Point annotation data
──────────

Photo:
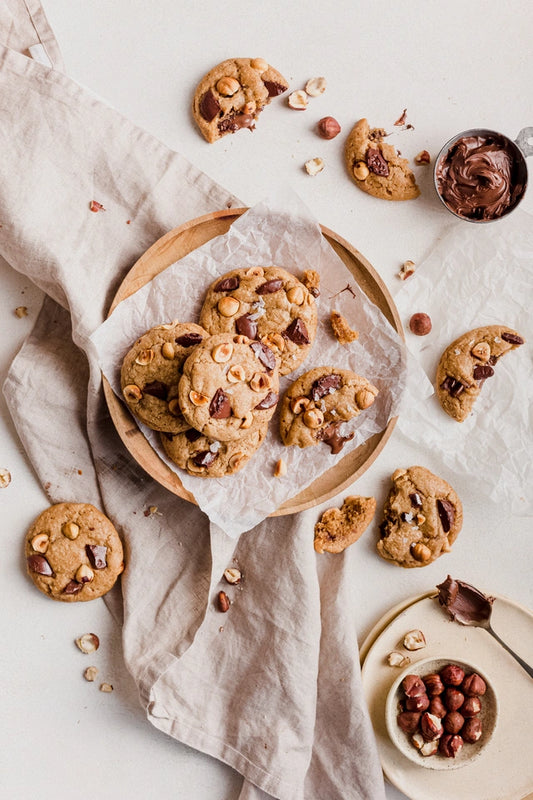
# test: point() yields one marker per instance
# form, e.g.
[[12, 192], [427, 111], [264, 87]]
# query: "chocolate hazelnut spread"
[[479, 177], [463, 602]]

──────────

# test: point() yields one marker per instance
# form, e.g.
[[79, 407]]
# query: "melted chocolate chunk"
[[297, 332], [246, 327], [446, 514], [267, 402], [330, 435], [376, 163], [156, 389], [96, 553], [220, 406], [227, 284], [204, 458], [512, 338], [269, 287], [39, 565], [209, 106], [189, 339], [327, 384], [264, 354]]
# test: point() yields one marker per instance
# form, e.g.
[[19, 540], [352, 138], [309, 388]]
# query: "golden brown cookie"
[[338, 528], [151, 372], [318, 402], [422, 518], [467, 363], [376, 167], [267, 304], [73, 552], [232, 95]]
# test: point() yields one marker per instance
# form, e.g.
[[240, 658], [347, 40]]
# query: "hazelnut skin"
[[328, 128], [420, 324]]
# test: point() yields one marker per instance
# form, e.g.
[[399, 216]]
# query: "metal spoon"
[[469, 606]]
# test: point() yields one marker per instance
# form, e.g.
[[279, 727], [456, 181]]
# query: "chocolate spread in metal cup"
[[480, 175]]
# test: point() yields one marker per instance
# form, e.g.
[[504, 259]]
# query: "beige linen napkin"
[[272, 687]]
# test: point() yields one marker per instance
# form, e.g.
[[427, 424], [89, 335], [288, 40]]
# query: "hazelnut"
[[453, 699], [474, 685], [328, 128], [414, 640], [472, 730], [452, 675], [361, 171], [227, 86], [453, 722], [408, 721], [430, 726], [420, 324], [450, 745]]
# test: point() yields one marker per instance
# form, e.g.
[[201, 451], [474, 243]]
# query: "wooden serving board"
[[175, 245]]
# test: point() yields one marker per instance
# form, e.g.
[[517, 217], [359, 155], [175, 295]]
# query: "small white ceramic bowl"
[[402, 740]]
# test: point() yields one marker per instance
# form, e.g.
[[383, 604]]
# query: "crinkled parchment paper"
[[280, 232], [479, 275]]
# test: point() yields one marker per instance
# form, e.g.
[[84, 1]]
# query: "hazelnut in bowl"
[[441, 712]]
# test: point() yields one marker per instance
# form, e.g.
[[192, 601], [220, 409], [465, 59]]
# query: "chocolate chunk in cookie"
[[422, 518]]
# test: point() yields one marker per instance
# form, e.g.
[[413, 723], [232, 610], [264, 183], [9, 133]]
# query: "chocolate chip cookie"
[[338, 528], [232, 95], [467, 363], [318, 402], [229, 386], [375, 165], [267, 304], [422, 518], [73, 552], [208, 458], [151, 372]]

──────────

• **DIRECTIONS**
Please show each line of the listing above that contains the word "bowl".

• **FULL ANSWER**
# query: "small white ceramic bowl"
# query: "hazelnut in bowl"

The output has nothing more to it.